* Fragmento extraído

--------------------------------------------------

El italiano, listo como el hambre, jugó sus bazas sin esperar instrucciones del gran jefe. Realizó dos ataques, primer a 23 de meta y luego a 18 para romper la resistencia de Maertens y Raas, mientras el influjo de De Vlaeminck se hacía notar.

Moser llegó solo al velódromo y De Vlaeminck echaba fuego. “Este tipo es un desagradecido” escupía por esa boca que no dejaba indiferente, como cuando dijo que las cuatro Roubaix de Boonen tenían menos mérito que las suyas.

Cabreado, el gitano cambió de equipo, a sabiendas que su tiempo, aunque glorioso, era caduco frente a las hechuras del joven Moser.
El belga al Gis, Moser en el Sanson.

En 1979 le ganaría por la mano otra Roubaix, dejándose segundo, sintomático.

Al año Francesco renovaría la corona en el infierno tras reaccionar a un ataque de largo radio protagonizado por Thurau. Moser arrastró a su sombra, De Vlaeminck, y a Duclos Lasalle. Les acabaría dejando. Era la tercera.

--------------------------------------------------

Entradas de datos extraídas
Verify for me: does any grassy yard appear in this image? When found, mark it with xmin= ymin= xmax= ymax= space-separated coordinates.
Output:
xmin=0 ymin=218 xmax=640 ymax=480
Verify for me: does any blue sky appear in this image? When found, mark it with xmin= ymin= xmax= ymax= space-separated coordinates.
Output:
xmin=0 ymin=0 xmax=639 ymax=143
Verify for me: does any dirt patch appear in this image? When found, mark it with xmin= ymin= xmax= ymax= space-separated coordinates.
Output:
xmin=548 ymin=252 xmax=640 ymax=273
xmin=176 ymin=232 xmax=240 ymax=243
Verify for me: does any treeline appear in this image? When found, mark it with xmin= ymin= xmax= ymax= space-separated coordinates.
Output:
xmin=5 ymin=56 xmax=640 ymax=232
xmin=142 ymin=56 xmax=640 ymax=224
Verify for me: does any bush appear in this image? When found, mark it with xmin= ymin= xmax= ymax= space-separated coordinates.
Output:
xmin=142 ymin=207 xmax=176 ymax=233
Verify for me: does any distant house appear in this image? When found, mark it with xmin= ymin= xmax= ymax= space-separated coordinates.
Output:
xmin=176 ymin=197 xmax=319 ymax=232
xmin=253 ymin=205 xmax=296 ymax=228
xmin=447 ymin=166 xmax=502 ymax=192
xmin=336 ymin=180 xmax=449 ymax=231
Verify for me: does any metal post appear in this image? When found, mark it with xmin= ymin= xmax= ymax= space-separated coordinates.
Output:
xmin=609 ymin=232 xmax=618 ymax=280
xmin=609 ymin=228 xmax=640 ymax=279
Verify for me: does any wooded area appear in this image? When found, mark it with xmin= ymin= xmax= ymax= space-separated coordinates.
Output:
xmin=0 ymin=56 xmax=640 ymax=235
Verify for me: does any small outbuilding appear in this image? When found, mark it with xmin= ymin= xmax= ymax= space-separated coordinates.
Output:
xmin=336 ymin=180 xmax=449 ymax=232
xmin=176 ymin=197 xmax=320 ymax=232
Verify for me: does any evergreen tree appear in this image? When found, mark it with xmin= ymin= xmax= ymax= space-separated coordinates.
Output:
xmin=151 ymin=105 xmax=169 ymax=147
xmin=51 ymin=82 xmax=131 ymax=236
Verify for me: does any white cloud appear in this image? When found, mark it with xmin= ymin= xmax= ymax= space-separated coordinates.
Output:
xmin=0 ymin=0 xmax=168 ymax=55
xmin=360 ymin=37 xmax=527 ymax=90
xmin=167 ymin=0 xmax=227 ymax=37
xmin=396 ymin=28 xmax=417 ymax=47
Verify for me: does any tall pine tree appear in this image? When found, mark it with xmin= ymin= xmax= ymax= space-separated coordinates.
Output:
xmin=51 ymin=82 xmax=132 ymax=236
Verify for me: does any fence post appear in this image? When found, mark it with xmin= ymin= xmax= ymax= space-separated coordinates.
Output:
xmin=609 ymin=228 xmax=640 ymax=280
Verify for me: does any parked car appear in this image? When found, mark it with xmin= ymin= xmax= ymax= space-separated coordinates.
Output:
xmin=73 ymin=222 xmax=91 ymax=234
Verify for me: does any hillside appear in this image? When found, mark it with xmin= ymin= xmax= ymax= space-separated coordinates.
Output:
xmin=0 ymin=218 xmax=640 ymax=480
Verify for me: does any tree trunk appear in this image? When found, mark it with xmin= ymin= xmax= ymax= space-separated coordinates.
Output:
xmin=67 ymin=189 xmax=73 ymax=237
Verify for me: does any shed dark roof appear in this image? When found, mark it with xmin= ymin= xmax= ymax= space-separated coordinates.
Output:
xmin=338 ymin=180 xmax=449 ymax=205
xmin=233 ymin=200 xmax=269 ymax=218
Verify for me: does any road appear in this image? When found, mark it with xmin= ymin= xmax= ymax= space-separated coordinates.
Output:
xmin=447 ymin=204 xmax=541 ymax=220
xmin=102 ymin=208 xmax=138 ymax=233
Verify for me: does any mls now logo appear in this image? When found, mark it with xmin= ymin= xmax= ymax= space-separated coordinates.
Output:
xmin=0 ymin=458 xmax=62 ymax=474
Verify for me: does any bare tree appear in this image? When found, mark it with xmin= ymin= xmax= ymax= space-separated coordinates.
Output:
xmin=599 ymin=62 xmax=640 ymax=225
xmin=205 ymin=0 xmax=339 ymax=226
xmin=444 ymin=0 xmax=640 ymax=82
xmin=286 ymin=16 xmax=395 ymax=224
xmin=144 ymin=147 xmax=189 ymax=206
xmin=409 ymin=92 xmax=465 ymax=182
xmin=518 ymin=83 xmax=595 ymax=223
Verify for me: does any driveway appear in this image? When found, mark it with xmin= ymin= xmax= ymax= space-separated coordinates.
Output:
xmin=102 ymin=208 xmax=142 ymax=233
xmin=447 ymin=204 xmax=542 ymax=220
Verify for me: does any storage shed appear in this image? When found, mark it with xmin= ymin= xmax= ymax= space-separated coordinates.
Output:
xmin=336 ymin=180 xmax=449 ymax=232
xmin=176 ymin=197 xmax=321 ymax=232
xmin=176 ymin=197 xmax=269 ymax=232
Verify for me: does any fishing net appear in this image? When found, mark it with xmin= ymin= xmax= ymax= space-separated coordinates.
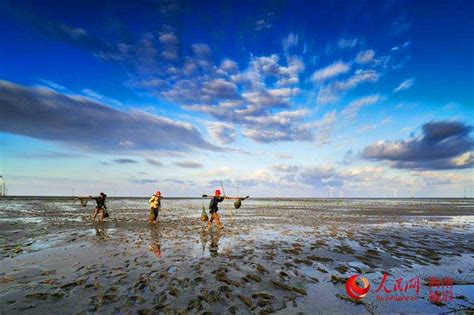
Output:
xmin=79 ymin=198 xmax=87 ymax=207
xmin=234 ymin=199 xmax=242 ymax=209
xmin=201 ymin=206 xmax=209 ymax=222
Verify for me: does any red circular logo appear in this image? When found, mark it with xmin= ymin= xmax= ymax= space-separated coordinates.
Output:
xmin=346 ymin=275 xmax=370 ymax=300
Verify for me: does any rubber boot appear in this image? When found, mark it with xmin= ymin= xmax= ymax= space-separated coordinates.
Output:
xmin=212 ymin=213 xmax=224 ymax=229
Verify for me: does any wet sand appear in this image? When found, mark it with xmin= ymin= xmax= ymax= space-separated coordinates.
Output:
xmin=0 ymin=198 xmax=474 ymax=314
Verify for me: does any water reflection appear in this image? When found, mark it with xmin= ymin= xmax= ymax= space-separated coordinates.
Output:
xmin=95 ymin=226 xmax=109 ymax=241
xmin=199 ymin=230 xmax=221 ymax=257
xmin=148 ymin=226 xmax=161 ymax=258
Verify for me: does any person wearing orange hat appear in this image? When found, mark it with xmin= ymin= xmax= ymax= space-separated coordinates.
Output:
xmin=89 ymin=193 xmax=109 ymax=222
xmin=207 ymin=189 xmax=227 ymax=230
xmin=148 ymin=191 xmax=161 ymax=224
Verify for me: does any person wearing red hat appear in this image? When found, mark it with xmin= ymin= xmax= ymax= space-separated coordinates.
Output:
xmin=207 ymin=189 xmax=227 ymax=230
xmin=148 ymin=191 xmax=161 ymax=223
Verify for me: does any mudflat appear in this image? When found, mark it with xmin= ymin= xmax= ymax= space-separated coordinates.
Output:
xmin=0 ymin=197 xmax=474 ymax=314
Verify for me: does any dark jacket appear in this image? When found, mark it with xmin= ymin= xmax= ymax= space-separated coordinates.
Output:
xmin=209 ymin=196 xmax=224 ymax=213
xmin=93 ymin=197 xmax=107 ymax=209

--------------------------------------------------

* Indicación A
Actualice el tramo del relato sobre Moser y De Vlaeminck desde "Moser llegó solo" hasta "que las suyas.", sustituyendo "desagradecido" por "ingrato".
* Indicación B
Según el relato sobre Moser y De Vlaeminck, ¿en qué equipo corría Moser cuando el belga se marchó al Gis?
* Indicación C
Prosiga el relato sobre Moser y De Vlaeminck a partir de su última frase.

* Resultado final A
Moser llegó solo al velódromo y De Vlaeminck echaba fuego. “Este tipo es un ingrato” escupía por esa boca que no dejaba indiferente, como cuando dijo que las cuatro Roubaix de Boonen tenían menos mérito que las suyas.

* Resultado final B
En el Sanson.

* Resultado final C
Pero si Roubaix fue el foco de su enemistad con De Vlaeminck, Lombardía fue otra de las cabezas de esa hidra de mil cabezas que fue su relación con Giuseppe Saronni.

En una rivalidad que para Italia era reverdecer los tiempos de Coppi y Bartali, Moser y Saronni entablaron su enemistad desde el momento que corrieron juntos el mundial haciendo de todo aquello que compitieran un corralillo de gallos enfermizos.

En ese clima se corría en la Italia a caballo entre los setenta y los ochenta y en ese clima Moser se llevó dos Lombardías, uno de ellos delante de Hinault, y San Remo, entrando solo en la Via Roma, tras desplegar toda su sabiduría en el descenso del Poggio.